[Location labeling items]

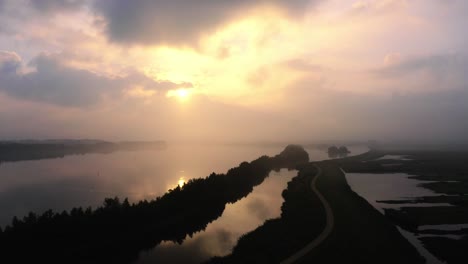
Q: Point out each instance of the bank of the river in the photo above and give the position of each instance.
(360, 234)
(434, 221)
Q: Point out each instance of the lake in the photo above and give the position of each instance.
(85, 180)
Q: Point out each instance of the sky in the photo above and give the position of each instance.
(238, 70)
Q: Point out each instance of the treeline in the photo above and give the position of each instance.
(11, 151)
(118, 231)
(302, 219)
(338, 152)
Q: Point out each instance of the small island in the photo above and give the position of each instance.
(338, 152)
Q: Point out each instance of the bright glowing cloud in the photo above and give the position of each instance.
(284, 60)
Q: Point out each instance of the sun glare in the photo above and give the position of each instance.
(182, 94)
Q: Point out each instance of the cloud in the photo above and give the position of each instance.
(56, 83)
(9, 62)
(178, 21)
(47, 6)
(434, 72)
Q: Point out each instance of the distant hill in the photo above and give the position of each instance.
(19, 150)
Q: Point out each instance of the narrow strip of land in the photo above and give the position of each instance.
(328, 226)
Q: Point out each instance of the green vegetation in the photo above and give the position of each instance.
(301, 220)
(449, 172)
(361, 233)
(118, 231)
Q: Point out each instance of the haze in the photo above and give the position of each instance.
(234, 70)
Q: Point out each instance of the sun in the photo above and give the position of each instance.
(183, 94)
(181, 182)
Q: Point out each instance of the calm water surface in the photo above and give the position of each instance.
(85, 180)
(220, 236)
(393, 186)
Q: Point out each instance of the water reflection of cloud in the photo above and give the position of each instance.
(194, 250)
(259, 208)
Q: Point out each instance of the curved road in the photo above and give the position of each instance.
(326, 231)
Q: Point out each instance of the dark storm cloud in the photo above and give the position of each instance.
(178, 21)
(55, 83)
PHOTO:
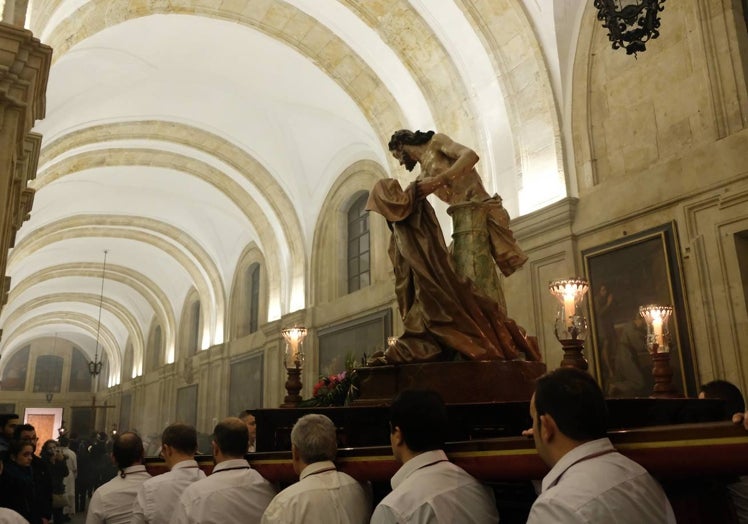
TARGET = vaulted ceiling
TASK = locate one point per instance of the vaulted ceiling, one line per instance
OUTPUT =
(178, 133)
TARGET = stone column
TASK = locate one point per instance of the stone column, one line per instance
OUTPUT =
(471, 250)
(24, 69)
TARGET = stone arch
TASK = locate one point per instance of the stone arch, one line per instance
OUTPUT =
(76, 227)
(121, 313)
(85, 323)
(188, 341)
(216, 146)
(137, 281)
(504, 28)
(318, 44)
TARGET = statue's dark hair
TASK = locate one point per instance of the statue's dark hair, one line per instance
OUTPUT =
(409, 138)
(727, 391)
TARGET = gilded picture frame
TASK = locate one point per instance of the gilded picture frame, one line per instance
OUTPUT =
(637, 270)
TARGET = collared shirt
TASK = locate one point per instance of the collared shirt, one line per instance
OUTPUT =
(234, 492)
(157, 496)
(594, 483)
(428, 488)
(112, 502)
(323, 494)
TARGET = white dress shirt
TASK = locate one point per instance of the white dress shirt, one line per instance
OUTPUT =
(428, 489)
(157, 496)
(322, 494)
(234, 492)
(594, 483)
(112, 502)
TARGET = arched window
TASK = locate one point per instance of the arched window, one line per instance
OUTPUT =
(193, 342)
(48, 376)
(14, 374)
(80, 378)
(155, 349)
(127, 363)
(253, 298)
(359, 263)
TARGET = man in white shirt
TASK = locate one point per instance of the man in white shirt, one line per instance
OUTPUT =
(248, 417)
(234, 492)
(112, 502)
(589, 481)
(428, 488)
(323, 494)
(157, 496)
(69, 480)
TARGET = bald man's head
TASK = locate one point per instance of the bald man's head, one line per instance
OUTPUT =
(230, 435)
(127, 450)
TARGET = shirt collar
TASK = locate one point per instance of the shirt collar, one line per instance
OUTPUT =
(593, 447)
(419, 461)
(138, 468)
(317, 467)
(231, 463)
(185, 464)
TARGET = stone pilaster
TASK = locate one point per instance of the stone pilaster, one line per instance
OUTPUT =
(24, 69)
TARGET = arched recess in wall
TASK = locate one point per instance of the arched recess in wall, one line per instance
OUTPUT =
(329, 249)
(127, 363)
(249, 294)
(155, 347)
(190, 325)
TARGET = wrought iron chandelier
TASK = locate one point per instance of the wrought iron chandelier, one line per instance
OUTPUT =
(94, 366)
(630, 23)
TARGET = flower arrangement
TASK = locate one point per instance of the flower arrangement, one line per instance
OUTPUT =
(335, 390)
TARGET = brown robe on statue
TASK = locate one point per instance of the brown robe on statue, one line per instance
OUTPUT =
(444, 316)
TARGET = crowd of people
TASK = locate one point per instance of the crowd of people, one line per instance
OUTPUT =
(50, 483)
(588, 481)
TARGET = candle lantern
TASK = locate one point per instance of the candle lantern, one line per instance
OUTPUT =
(658, 344)
(570, 325)
(294, 361)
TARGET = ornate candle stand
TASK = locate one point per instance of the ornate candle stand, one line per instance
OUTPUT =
(570, 326)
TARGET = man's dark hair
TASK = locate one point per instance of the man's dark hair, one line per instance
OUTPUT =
(246, 413)
(575, 401)
(421, 417)
(7, 417)
(20, 428)
(406, 137)
(181, 437)
(231, 436)
(127, 449)
(728, 392)
(16, 446)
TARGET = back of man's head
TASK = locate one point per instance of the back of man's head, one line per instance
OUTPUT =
(127, 450)
(20, 429)
(575, 401)
(422, 419)
(406, 137)
(231, 435)
(181, 437)
(727, 391)
(5, 420)
(314, 438)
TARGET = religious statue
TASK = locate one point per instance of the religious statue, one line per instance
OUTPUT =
(452, 304)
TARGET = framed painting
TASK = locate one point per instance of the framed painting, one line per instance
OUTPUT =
(634, 271)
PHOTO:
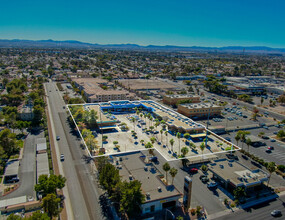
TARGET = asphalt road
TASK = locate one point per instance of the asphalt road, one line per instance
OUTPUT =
(248, 105)
(259, 212)
(81, 184)
(27, 169)
(201, 195)
(277, 155)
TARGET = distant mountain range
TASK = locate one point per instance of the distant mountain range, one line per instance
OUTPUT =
(71, 44)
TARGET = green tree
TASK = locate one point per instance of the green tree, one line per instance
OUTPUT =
(173, 173)
(131, 198)
(51, 205)
(166, 168)
(49, 184)
(8, 142)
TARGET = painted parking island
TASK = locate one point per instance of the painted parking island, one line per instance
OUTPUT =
(116, 127)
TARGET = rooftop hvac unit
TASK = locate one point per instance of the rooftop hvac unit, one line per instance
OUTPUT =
(147, 195)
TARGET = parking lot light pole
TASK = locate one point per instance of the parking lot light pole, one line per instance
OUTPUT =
(167, 210)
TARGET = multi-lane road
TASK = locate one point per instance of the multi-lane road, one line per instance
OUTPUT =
(260, 212)
(82, 190)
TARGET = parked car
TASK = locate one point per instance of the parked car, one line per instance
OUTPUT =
(276, 213)
(193, 170)
(212, 185)
(272, 140)
(204, 179)
(61, 157)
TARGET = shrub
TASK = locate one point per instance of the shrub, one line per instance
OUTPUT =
(226, 201)
(193, 211)
(281, 168)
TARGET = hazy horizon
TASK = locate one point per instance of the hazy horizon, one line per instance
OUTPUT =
(202, 23)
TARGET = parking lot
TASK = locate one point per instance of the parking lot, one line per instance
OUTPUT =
(68, 88)
(276, 155)
(234, 117)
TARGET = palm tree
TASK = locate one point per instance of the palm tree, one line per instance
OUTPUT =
(152, 139)
(166, 135)
(184, 151)
(186, 136)
(166, 168)
(134, 120)
(178, 135)
(242, 135)
(171, 143)
(248, 142)
(173, 173)
(237, 137)
(271, 167)
(202, 147)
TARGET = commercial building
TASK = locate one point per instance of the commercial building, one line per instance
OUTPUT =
(174, 99)
(42, 158)
(137, 166)
(199, 110)
(26, 113)
(11, 171)
(147, 84)
(279, 90)
(99, 90)
(232, 174)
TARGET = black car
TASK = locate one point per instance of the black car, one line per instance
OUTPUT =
(276, 213)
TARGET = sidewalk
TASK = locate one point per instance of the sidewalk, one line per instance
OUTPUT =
(54, 151)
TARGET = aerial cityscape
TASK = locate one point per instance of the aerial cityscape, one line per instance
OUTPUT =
(127, 116)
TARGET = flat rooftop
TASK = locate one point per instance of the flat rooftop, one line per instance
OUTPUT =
(42, 164)
(133, 165)
(12, 168)
(143, 84)
(101, 115)
(237, 173)
(182, 96)
(173, 118)
(200, 105)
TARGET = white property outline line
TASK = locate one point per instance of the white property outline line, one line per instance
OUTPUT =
(235, 147)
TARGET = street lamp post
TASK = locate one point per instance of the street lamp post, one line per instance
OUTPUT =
(172, 215)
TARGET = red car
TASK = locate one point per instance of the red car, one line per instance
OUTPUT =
(193, 170)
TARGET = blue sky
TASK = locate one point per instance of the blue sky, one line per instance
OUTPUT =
(168, 22)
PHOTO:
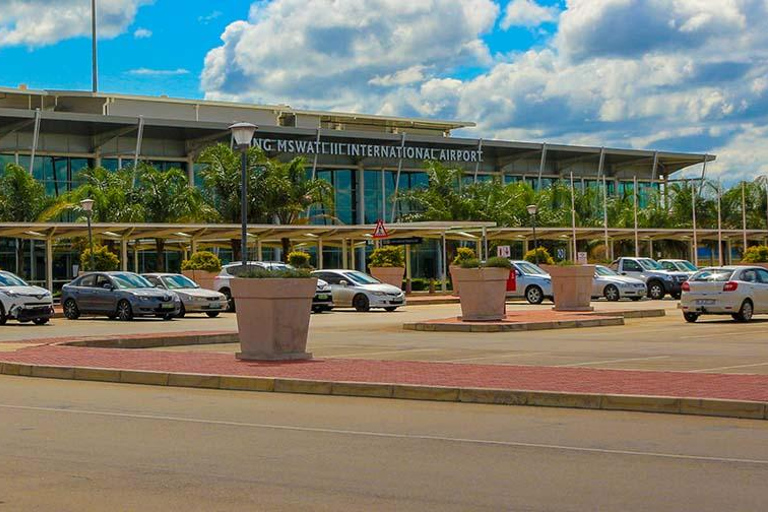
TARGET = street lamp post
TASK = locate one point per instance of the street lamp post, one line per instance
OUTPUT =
(87, 206)
(532, 211)
(243, 135)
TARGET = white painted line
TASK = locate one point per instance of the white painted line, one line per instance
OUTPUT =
(386, 435)
(608, 361)
(728, 367)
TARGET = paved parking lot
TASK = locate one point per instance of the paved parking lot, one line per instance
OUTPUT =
(660, 344)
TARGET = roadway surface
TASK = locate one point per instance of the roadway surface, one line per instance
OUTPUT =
(716, 345)
(80, 446)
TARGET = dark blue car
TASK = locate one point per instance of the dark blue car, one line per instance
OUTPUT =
(122, 295)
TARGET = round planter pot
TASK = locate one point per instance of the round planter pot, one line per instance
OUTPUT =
(572, 287)
(273, 317)
(201, 277)
(389, 275)
(483, 293)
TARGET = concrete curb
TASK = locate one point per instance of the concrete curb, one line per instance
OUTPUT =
(635, 403)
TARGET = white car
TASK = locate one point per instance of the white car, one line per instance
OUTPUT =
(613, 287)
(193, 298)
(351, 288)
(22, 302)
(531, 282)
(739, 291)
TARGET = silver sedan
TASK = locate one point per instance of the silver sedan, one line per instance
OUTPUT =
(193, 298)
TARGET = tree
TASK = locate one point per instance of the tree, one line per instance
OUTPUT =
(22, 199)
(221, 177)
(167, 197)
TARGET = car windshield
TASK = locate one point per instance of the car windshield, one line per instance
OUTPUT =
(712, 275)
(361, 278)
(649, 264)
(177, 282)
(130, 281)
(530, 268)
(604, 271)
(11, 280)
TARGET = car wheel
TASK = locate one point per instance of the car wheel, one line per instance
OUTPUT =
(124, 311)
(534, 295)
(230, 301)
(361, 303)
(745, 312)
(611, 293)
(656, 290)
(71, 311)
(691, 317)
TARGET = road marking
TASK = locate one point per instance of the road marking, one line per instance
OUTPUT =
(385, 435)
(398, 351)
(615, 361)
(728, 367)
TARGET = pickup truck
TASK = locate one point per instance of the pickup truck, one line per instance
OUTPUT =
(659, 282)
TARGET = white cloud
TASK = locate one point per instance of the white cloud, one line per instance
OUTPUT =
(528, 13)
(142, 33)
(158, 72)
(36, 23)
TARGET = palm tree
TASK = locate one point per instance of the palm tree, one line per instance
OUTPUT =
(22, 199)
(167, 197)
(222, 183)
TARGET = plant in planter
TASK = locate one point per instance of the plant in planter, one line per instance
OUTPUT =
(202, 267)
(483, 288)
(103, 259)
(273, 310)
(387, 264)
(462, 254)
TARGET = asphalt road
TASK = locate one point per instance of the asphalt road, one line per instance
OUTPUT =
(79, 446)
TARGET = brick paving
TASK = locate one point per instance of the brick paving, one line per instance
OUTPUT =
(556, 379)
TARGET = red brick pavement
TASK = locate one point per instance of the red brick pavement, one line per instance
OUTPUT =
(574, 380)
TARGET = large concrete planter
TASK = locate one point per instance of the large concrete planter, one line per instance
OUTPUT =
(389, 275)
(572, 287)
(201, 277)
(483, 293)
(273, 317)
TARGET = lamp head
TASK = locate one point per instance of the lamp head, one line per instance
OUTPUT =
(243, 133)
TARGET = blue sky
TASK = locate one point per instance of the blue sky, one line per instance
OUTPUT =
(682, 75)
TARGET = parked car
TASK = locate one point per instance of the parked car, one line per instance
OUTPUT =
(659, 282)
(679, 266)
(23, 302)
(740, 291)
(193, 298)
(322, 301)
(613, 286)
(351, 288)
(531, 282)
(122, 295)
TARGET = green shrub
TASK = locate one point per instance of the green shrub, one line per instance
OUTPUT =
(387, 256)
(463, 254)
(103, 259)
(756, 254)
(202, 260)
(299, 259)
(540, 255)
(498, 262)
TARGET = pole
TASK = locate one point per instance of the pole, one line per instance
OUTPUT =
(94, 55)
(244, 206)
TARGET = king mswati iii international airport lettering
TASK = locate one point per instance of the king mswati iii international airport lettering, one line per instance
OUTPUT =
(307, 147)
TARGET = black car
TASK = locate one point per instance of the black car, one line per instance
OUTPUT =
(121, 295)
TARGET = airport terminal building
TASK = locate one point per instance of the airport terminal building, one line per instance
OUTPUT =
(56, 133)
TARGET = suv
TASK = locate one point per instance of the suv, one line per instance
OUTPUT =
(322, 301)
(22, 302)
(659, 282)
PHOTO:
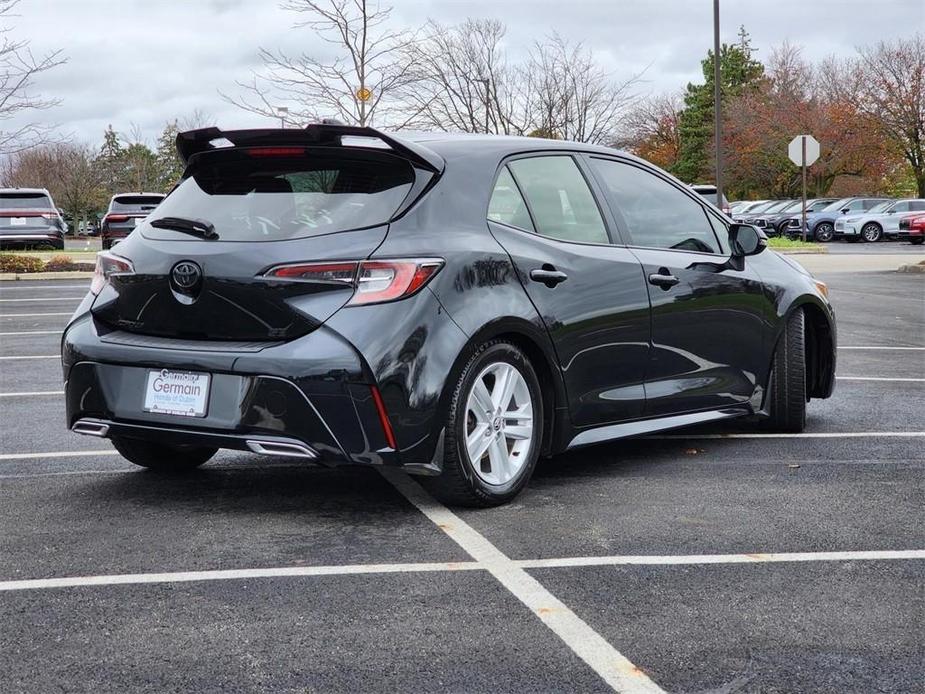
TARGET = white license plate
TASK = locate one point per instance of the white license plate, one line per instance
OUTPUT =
(182, 393)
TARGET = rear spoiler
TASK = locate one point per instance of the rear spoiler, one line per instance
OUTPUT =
(192, 142)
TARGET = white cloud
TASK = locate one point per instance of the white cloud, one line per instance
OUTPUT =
(143, 62)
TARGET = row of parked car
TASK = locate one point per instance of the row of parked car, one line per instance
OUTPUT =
(862, 218)
(29, 218)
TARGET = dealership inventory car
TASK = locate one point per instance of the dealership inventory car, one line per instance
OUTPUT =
(912, 227)
(455, 305)
(820, 226)
(125, 211)
(878, 222)
(29, 219)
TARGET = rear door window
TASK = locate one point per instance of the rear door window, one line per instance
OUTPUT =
(656, 213)
(560, 200)
(266, 197)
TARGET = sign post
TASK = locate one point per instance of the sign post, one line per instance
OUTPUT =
(803, 151)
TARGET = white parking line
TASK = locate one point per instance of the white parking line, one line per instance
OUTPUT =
(33, 287)
(33, 332)
(756, 558)
(911, 349)
(34, 315)
(878, 378)
(587, 644)
(57, 454)
(231, 574)
(43, 298)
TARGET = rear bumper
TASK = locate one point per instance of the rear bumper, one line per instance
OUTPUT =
(311, 398)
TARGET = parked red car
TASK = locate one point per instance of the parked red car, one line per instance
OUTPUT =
(913, 228)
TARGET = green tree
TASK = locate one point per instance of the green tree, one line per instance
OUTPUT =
(169, 168)
(739, 73)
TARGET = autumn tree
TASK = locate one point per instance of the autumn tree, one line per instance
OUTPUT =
(891, 90)
(370, 64)
(19, 68)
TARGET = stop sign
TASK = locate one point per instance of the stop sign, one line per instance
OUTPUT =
(795, 150)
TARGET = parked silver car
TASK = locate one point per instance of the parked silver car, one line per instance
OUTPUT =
(877, 222)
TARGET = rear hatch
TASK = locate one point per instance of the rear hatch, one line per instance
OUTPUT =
(125, 211)
(269, 206)
(22, 214)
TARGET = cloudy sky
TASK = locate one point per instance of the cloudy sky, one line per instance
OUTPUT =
(142, 62)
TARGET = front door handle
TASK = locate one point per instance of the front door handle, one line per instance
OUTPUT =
(663, 278)
(548, 275)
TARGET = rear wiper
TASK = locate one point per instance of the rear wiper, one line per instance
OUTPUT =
(195, 227)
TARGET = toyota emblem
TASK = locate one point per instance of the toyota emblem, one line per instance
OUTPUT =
(186, 274)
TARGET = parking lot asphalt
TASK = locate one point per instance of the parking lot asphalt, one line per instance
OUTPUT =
(707, 560)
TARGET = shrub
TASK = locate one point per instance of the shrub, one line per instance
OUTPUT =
(13, 262)
(57, 263)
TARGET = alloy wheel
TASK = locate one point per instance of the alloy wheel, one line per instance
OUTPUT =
(499, 423)
(824, 232)
(871, 232)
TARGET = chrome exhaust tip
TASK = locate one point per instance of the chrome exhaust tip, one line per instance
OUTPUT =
(90, 428)
(292, 450)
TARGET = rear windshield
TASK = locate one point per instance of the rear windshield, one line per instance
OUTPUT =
(272, 198)
(25, 201)
(135, 203)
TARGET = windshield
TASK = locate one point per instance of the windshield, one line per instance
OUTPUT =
(25, 201)
(260, 197)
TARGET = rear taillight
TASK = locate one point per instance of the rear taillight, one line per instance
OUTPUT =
(107, 265)
(373, 281)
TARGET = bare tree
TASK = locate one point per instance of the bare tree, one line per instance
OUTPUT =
(19, 67)
(355, 86)
(573, 97)
(651, 129)
(892, 89)
(460, 80)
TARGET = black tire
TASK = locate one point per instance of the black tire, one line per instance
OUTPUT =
(161, 457)
(787, 396)
(824, 232)
(871, 232)
(459, 484)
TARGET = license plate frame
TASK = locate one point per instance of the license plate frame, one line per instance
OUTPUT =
(177, 393)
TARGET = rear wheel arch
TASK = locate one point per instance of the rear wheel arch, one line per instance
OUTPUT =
(526, 337)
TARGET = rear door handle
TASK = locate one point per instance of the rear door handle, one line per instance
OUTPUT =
(548, 275)
(663, 278)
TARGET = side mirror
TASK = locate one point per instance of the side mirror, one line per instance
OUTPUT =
(746, 239)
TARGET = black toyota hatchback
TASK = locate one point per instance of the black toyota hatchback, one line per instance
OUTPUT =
(454, 305)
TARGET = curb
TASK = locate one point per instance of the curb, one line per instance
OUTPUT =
(63, 275)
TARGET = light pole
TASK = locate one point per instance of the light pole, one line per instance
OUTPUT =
(717, 105)
(487, 82)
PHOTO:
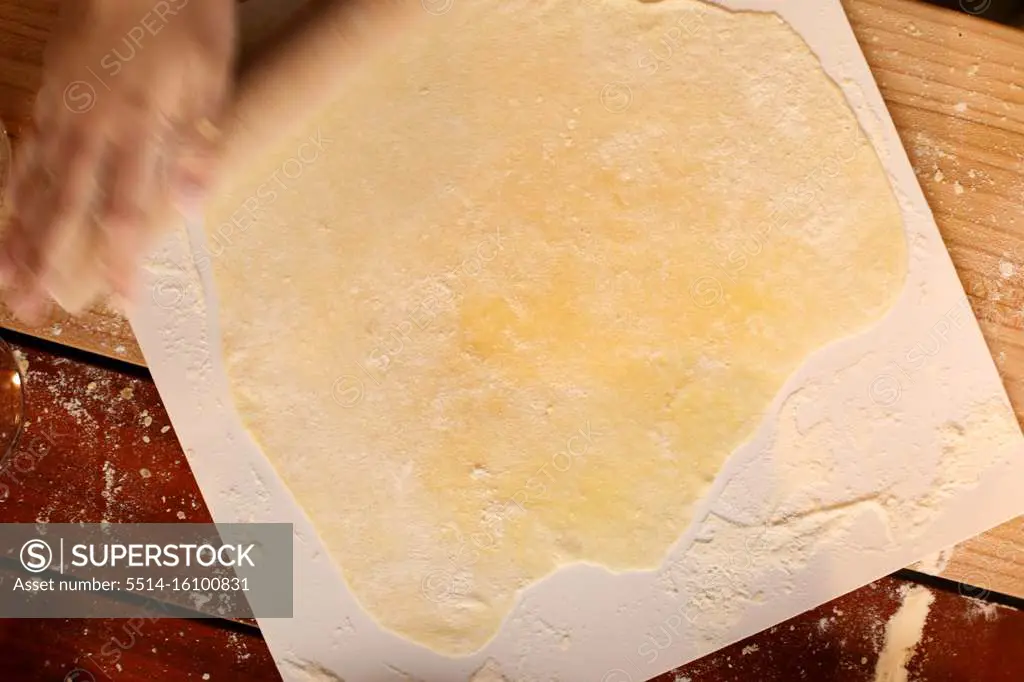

REQUEST — Render everything from the line containing "TARGET = rear taillight" down to the end of the items as a JSON list of strings, one string per line, skipping blank lines. Leave the pictures out of the answer.

ANSWER —
[
  "TARGET = rear taillight",
  "TASK = locate one point per instance of the rear taillight, one line per instance",
  "OUTPUT =",
  "(107, 265)",
  "(373, 281)",
  "TARGET = bare tree",
  "TASK = locate one point per instance of the bare tree, one line per instance",
  "OUTPUT =",
  "(19, 67)",
  "(355, 86)",
  "(573, 97)",
  "(651, 129)",
  "(892, 89)",
  "(460, 80)",
  "TARGET = black tire",
  "TASK = locate one point per instance of the black tire, one line per instance",
  "OUTPUT =",
  "(161, 457)",
  "(787, 396)",
  "(824, 232)",
  "(871, 232)",
  "(459, 484)",
  "TARGET = license plate frame",
  "TASK = locate one point per instance of the license plate frame, one line per instance",
  "OUTPUT =",
  "(177, 393)",
  "TARGET = rear wheel arch",
  "TASK = locate one point per instance of the rear wheel arch, one line per instance",
  "OUTPUT =",
  "(526, 337)",
  "TARGET = rear door handle",
  "TASK = locate one point per instance of the rear door handle, one line per instance",
  "OUTPUT =",
  "(548, 275)",
  "(663, 278)",
  "TARGET = side mirror",
  "TASK = locate one point per instance of the side mirror, one line per instance",
  "OUTPUT =",
  "(746, 239)",
  "TARGET = black toyota hatchback",
  "TASK = locate one point per instance of the black toyota hatchback, one line per instance",
  "OUTPUT =",
  "(454, 305)",
  "TARGET = curb",
  "TASK = locate one point per instance of the curb, one line per instance",
  "OUTPUT =",
  "(63, 275)",
  "TARGET = light pole",
  "TASK = locate one point per instance of the light pole, one line per instance",
  "OUTPUT =",
  "(717, 105)",
  "(487, 82)",
  "PHOTO:"
]